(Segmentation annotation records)
## Start

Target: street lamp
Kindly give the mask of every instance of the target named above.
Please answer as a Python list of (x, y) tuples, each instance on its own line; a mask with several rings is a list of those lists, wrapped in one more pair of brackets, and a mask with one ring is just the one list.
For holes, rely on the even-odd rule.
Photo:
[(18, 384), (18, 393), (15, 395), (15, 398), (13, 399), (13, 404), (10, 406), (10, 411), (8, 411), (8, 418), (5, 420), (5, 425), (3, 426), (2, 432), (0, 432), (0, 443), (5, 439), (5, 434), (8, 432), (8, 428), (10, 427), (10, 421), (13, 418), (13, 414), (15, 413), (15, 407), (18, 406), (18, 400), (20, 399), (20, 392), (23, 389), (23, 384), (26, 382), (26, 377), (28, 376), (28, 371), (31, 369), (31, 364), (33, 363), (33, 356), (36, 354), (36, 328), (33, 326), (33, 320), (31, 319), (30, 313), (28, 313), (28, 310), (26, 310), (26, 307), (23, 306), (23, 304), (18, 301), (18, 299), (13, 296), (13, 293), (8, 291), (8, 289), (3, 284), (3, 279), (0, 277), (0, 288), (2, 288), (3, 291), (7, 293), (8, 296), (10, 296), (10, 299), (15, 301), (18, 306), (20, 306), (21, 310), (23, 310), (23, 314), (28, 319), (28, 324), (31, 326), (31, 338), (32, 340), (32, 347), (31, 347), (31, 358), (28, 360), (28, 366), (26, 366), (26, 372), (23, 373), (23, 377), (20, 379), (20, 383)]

## End

### YOUR OBJECTIVE:
Rewrite the items above, changing "street lamp" to "lamppost" and leaving everything else as it is.

### SOLUTION TO THE PROBLEM:
Target: lamppost
Kindly give the mask of every instance of the target named above.
Please answer as a Python list of (x, y) tuples, each instance on its own line; a mask with several rings is a list of those lists, wrapped in one more pair of brackets, and a mask with one ring is just the one list.
For holes, rely on the even-odd rule.
Photo:
[(18, 384), (18, 393), (15, 395), (15, 398), (13, 399), (13, 404), (10, 406), (10, 411), (8, 411), (8, 418), (5, 420), (5, 425), (3, 426), (2, 432), (0, 432), (0, 443), (5, 439), (5, 434), (8, 432), (8, 428), (10, 427), (10, 421), (13, 418), (13, 414), (15, 413), (15, 407), (18, 406), (18, 400), (20, 399), (20, 392), (23, 389), (23, 384), (26, 382), (26, 377), (28, 376), (28, 371), (31, 369), (31, 364), (33, 363), (33, 356), (36, 354), (36, 328), (33, 326), (33, 320), (31, 319), (30, 313), (28, 313), (28, 310), (26, 310), (26, 307), (23, 306), (23, 304), (18, 301), (18, 299), (13, 296), (13, 293), (8, 291), (8, 289), (3, 284), (3, 279), (0, 277), (0, 288), (2, 288), (3, 291), (7, 293), (8, 296), (10, 296), (10, 299), (15, 301), (18, 306), (20, 306), (21, 310), (23, 310), (23, 314), (28, 319), (28, 324), (31, 326), (31, 338), (32, 340), (32, 347), (31, 347), (31, 358), (28, 360), (28, 366), (26, 366), (26, 372), (23, 373), (23, 377), (20, 379), (20, 383)]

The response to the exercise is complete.